%%

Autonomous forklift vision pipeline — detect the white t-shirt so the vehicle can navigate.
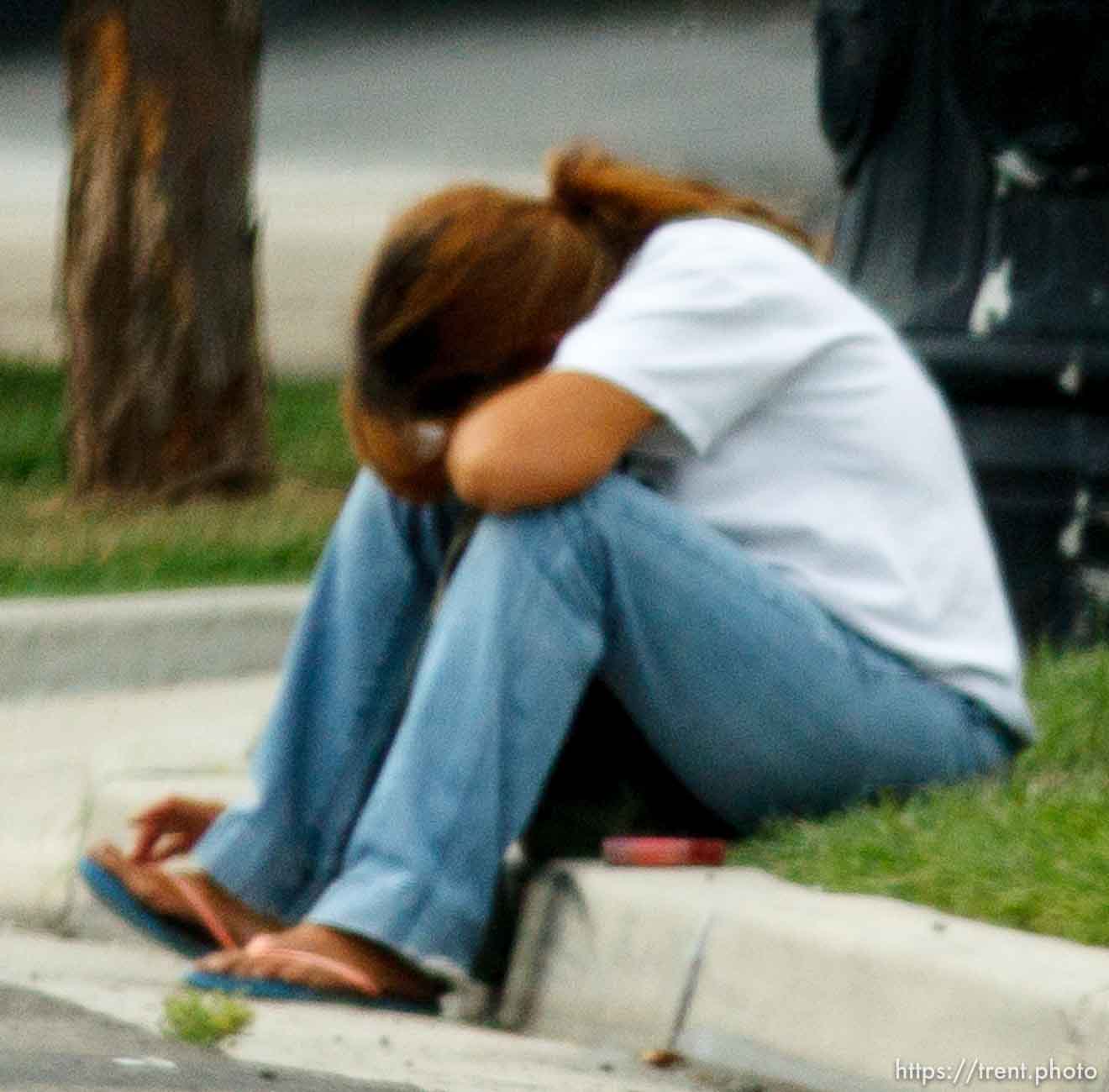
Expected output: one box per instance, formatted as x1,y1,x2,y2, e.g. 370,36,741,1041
551,218,1035,738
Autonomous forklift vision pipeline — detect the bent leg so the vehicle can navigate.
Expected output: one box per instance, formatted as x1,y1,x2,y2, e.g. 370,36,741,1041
308,477,1004,968
195,471,457,921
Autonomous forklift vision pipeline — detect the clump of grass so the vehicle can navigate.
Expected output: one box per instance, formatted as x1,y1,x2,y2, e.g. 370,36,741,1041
0,357,356,596
162,990,254,1047
728,646,1109,946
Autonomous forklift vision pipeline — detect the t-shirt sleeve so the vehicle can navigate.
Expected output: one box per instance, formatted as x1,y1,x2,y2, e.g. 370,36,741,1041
550,221,829,454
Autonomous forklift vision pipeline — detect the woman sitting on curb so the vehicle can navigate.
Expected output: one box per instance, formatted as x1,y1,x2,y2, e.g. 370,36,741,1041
86,148,1033,1005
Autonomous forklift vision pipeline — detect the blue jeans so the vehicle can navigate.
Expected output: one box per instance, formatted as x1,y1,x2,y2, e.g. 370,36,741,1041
197,472,1012,969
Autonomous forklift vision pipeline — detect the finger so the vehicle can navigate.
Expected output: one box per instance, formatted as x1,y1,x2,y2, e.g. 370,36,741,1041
150,832,197,861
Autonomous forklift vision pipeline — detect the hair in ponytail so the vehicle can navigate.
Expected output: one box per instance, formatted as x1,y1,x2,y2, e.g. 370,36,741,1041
547,143,814,260
345,137,810,419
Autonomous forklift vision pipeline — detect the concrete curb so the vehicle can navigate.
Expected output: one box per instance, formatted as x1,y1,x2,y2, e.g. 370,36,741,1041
502,863,1109,1092
0,585,307,697
0,587,1109,1092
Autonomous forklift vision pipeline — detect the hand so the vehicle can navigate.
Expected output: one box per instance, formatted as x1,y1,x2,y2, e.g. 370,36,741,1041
131,796,224,864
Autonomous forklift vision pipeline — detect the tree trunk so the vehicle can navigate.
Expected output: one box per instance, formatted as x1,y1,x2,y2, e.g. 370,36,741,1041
62,0,271,499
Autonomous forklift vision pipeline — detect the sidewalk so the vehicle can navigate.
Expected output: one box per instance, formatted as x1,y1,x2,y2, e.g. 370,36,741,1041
0,589,1109,1092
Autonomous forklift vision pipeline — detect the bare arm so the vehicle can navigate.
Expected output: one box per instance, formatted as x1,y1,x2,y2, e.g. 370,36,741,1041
446,371,659,512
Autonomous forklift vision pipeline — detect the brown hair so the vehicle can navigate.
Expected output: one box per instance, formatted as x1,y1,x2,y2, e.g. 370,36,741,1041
347,144,811,418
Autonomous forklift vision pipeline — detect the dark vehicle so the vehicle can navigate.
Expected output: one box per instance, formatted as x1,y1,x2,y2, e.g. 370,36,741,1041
817,0,1109,641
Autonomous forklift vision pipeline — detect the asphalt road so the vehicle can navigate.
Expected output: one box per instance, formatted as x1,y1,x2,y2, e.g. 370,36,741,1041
0,985,417,1092
0,0,835,370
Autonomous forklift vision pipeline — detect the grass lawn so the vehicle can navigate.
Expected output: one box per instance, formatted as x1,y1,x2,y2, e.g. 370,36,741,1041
0,360,355,596
0,360,1109,944
730,648,1109,944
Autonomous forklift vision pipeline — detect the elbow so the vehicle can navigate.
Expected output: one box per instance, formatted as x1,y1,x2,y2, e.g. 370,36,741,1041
446,428,512,512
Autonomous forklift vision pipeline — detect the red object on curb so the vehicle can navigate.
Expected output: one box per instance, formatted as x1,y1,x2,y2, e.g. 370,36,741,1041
601,837,728,868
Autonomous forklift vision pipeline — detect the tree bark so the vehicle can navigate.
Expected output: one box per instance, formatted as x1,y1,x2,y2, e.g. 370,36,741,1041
62,0,271,499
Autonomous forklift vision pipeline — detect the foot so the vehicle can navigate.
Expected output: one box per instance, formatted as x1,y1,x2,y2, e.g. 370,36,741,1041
197,921,444,1001
89,843,281,944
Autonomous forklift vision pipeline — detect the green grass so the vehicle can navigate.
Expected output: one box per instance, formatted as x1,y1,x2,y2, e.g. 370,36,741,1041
162,990,254,1047
0,360,1109,944
0,360,355,596
728,648,1109,946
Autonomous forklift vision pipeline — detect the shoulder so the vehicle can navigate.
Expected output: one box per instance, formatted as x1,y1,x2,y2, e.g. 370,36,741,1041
624,216,817,276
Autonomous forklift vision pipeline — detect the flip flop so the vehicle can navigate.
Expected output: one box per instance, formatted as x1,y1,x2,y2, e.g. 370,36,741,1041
77,857,239,959
184,933,439,1016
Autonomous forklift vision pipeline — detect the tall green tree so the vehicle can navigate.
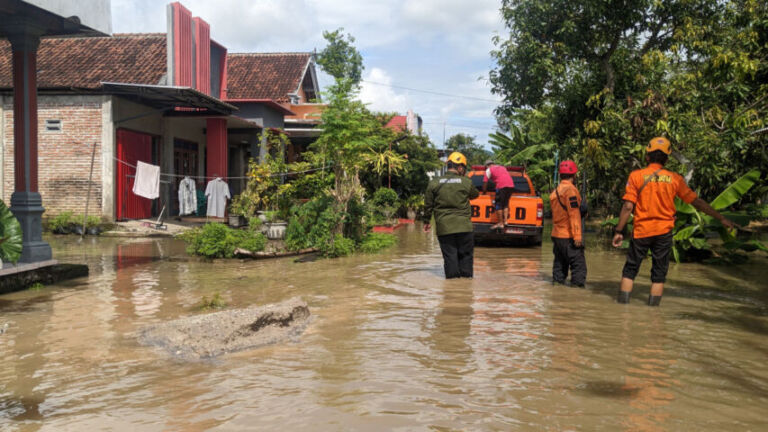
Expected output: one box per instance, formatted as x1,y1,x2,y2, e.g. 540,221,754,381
490,0,768,211
445,133,491,165
317,27,365,85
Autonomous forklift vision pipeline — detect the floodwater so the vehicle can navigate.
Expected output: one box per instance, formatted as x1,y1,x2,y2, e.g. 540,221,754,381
0,226,768,431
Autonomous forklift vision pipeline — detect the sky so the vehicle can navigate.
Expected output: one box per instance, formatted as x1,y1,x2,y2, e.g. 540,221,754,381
112,0,504,148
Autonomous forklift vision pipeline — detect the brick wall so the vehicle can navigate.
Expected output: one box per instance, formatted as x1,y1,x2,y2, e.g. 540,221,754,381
2,96,102,217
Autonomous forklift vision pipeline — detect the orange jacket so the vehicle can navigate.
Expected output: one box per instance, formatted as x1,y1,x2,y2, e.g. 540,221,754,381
624,163,698,238
549,180,581,241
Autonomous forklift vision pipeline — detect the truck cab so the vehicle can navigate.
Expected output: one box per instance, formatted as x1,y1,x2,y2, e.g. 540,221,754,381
468,165,544,245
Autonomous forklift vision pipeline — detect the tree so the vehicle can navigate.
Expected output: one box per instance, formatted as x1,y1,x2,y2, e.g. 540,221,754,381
445,133,491,165
490,0,768,213
317,27,364,85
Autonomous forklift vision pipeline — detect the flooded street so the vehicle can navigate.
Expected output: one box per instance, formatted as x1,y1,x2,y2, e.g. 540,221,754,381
0,226,768,431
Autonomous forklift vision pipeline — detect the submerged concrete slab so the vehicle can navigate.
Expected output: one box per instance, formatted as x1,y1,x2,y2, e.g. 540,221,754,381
139,298,310,360
0,260,88,294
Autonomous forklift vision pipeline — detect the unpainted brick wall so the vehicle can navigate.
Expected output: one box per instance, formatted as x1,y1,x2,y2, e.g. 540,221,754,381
2,96,102,218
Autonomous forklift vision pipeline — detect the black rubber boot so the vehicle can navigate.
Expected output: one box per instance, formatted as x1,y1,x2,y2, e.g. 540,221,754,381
616,290,630,304
648,295,661,306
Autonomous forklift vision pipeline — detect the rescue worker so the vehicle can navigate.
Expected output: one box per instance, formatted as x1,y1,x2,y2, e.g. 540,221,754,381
613,137,736,306
549,160,587,288
483,159,515,230
423,152,480,279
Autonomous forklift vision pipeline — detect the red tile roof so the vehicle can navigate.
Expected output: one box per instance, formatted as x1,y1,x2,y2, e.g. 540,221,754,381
0,33,167,89
227,53,311,103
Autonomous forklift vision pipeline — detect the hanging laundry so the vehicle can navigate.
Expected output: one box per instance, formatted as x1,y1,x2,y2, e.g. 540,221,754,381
205,177,232,217
133,161,160,199
179,177,197,216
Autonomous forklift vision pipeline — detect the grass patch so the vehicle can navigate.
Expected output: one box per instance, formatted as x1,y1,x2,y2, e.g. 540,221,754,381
360,233,397,253
199,291,227,310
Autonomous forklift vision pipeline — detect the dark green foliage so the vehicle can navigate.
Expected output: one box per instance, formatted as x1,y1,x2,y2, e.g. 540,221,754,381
370,188,400,225
178,223,267,258
317,28,364,84
285,195,343,251
360,233,397,253
0,201,22,264
198,291,227,311
48,212,75,234
490,0,768,211
445,134,491,166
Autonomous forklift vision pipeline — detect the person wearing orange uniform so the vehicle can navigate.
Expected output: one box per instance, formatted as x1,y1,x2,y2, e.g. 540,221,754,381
613,137,736,306
549,160,587,288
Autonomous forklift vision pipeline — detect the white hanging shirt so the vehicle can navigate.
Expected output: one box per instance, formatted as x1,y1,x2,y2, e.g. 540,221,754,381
179,177,197,216
133,161,160,199
205,177,231,217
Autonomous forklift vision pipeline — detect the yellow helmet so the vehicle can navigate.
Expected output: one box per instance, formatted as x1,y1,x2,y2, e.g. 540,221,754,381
448,152,467,165
645,137,672,154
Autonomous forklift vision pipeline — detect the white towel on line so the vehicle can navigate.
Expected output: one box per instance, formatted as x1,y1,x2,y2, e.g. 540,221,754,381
133,161,160,199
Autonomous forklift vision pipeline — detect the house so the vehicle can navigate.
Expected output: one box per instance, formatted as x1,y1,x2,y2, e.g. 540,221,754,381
386,110,424,136
0,2,318,220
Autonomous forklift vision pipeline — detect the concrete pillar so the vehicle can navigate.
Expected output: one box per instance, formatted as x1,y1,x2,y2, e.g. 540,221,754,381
101,96,117,221
259,129,269,164
157,117,178,217
205,117,229,179
8,27,52,263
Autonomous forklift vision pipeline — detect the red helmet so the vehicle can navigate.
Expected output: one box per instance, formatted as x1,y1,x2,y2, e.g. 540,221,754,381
560,160,579,174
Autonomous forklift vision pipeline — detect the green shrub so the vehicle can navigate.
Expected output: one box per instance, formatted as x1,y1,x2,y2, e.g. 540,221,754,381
360,233,397,253
320,234,355,258
177,223,267,258
371,188,400,224
285,195,343,250
199,291,227,310
48,212,75,231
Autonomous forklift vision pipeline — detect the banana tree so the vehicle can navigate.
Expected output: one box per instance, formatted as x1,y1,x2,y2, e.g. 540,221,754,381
672,170,768,262
0,201,22,264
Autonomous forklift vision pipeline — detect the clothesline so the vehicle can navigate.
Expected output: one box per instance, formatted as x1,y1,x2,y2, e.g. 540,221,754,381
113,157,331,180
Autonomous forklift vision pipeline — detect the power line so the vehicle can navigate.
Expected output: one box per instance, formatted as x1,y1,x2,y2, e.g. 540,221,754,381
362,80,501,104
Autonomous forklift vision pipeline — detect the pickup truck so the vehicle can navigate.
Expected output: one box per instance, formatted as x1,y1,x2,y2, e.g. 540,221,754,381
469,165,544,245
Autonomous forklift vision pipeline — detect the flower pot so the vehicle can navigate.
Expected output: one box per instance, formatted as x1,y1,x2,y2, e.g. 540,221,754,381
264,222,288,240
228,215,245,228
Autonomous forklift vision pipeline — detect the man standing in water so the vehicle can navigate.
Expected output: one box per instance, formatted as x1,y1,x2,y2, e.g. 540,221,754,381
423,152,480,279
549,160,587,288
613,137,736,306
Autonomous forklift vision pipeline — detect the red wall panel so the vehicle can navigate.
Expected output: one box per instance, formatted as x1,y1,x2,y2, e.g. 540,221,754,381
193,18,211,95
171,2,193,87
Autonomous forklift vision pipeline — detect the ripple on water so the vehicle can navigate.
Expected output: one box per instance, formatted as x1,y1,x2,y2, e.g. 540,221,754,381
0,231,768,431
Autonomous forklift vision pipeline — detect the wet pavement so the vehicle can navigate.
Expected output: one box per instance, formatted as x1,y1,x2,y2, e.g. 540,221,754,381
0,226,768,431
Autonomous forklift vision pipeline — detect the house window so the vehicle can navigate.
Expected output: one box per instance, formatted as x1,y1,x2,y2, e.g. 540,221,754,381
45,119,61,132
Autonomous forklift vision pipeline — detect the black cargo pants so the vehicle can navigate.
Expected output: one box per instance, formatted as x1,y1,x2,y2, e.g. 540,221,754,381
437,232,475,279
552,237,587,286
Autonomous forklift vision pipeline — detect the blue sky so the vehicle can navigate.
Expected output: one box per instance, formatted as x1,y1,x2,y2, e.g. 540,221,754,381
112,0,503,147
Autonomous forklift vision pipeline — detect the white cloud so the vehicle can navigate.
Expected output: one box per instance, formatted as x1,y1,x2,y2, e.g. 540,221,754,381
359,68,411,114
112,0,503,145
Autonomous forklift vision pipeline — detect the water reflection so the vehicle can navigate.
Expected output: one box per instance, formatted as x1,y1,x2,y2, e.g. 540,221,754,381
0,231,768,431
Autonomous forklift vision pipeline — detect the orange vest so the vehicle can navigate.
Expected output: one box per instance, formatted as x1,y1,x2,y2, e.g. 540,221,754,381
549,180,581,241
623,163,698,238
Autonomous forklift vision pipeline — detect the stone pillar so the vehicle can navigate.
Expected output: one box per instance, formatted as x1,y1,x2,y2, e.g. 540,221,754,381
8,25,52,263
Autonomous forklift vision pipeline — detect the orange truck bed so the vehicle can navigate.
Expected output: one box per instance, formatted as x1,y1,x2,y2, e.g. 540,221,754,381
469,165,544,245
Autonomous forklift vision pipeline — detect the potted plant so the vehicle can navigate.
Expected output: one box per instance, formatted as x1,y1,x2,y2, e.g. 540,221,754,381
264,210,288,240
228,194,251,228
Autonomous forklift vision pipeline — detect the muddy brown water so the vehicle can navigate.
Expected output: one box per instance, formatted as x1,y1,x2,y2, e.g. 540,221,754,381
0,226,768,431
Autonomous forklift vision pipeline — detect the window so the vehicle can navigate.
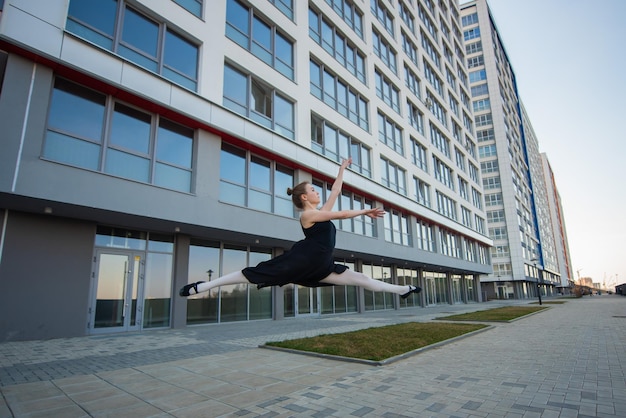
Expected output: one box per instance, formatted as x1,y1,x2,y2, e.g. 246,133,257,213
476,128,496,142
220,144,294,217
413,177,430,208
402,31,418,65
42,78,194,192
404,65,421,97
487,209,505,222
309,61,369,131
415,220,435,252
372,30,397,74
226,0,294,80
311,115,372,177
424,59,443,97
429,123,450,158
312,178,376,237
461,206,472,228
406,100,424,135
474,112,493,127
269,0,293,20
433,155,454,190
399,1,415,34
458,176,469,201
461,13,478,26
472,99,491,112
437,191,457,221
469,68,487,83
383,208,411,246
223,64,295,139
174,0,203,18
485,193,503,206
478,144,497,158
370,0,394,37
380,157,406,196
480,160,499,174
463,27,480,42
470,83,489,97
326,0,363,39
309,9,365,84
483,177,502,190
465,41,483,55
375,70,400,114
66,0,199,91
472,187,480,209
467,55,485,68
489,226,508,240
421,32,441,69
378,112,404,155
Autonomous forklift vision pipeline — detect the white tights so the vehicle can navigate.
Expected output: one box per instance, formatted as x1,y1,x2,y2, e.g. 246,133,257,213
191,270,411,295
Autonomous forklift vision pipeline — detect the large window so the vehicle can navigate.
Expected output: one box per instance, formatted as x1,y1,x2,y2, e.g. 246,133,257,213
312,179,376,237
174,0,203,18
43,78,194,192
380,158,406,196
372,30,398,74
374,70,400,114
309,9,365,84
384,208,411,246
378,113,404,155
66,0,198,91
224,65,295,139
220,144,294,217
326,0,363,39
226,0,294,80
187,240,272,325
311,115,372,177
310,61,369,131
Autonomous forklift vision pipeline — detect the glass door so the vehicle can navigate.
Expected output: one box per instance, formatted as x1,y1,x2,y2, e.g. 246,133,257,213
295,286,319,316
89,250,143,333
426,277,437,305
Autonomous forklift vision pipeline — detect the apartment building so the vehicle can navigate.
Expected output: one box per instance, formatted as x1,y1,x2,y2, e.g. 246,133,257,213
461,0,567,299
0,0,492,341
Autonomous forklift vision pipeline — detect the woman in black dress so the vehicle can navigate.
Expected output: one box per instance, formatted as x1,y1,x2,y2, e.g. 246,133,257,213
179,159,422,298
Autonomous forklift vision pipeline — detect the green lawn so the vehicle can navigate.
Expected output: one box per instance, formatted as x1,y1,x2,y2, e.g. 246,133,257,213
437,305,548,322
266,322,487,361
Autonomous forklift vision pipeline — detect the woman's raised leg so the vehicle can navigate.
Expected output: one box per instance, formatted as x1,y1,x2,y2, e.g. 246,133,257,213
178,270,250,296
320,270,422,297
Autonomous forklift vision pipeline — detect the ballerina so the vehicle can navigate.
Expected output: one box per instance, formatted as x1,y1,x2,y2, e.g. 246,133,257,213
179,158,422,299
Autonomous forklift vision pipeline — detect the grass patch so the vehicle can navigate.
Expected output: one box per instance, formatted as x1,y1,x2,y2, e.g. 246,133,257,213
437,306,548,321
266,322,487,361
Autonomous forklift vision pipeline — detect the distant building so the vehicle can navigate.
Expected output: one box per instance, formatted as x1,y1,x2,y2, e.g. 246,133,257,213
461,0,571,299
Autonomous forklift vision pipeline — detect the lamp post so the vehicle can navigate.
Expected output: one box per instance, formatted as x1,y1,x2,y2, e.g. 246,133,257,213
530,258,541,305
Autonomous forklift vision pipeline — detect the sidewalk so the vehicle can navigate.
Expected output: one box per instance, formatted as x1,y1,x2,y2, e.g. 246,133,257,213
0,295,626,418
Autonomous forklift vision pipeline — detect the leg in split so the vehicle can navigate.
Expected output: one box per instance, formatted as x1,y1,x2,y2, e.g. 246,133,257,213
321,270,422,298
178,270,250,296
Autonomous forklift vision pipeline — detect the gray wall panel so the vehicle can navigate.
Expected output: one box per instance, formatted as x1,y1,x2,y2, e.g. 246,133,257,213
0,212,95,342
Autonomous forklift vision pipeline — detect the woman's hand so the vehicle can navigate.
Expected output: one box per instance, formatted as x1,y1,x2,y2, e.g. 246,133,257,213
365,208,387,219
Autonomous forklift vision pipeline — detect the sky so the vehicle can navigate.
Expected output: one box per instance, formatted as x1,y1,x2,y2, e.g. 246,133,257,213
472,0,626,287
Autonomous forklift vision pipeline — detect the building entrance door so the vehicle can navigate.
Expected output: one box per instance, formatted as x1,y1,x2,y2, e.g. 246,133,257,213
88,250,144,334
295,285,320,316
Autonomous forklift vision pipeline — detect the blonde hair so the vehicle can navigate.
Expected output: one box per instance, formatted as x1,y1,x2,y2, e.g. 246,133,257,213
287,181,309,209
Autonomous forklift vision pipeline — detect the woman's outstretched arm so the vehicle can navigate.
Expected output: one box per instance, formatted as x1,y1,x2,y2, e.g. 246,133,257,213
320,158,352,211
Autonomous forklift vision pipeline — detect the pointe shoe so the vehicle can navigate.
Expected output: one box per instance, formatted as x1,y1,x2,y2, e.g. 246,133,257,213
400,285,422,299
178,282,204,296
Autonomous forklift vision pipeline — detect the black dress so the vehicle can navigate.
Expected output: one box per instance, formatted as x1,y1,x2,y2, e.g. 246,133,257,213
242,221,348,288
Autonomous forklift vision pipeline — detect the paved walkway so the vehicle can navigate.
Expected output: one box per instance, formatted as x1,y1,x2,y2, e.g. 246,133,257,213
0,295,626,418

%%

PROBLEM DETAILS - Rewrite the material starting with the line containing "outstretched arm so the vehicle can navigate." and going on through the end, requests included, with every bounding-box coordinate in the answers increased by 115. Leave the numbers in the requests and their format samples unchanged.

REPLY -
Autonomous forklift vision pipeline — detect the woman's outstretched arm so the vehicle can navigate.
Expected output: one box per instance, formatted as x1,y1,x2,y2, e.g. 246,133,257,213
435,273,467,326
Autonomous forklift vision pipeline — detect the pointe shoe so the vehicle can navigate.
Expected output: one box per instance, formatted as x1,y1,x2,y2, e.g. 246,133,257,213
515,400,537,414
293,397,319,411
Autonomous forklift vision pipeline — detect the black dress so the vehicle can navigate.
Expected output: one box per instance, formatted as x1,y1,x2,y2, e.g. 246,133,257,213
357,336,463,403
Autonomous forklift vision pipeline — detect the paved walkway so the vehicle can navigate.
Expected output: one box per instance, formatted as x1,y1,x2,y2, e.g. 246,133,257,213
115,410,741,533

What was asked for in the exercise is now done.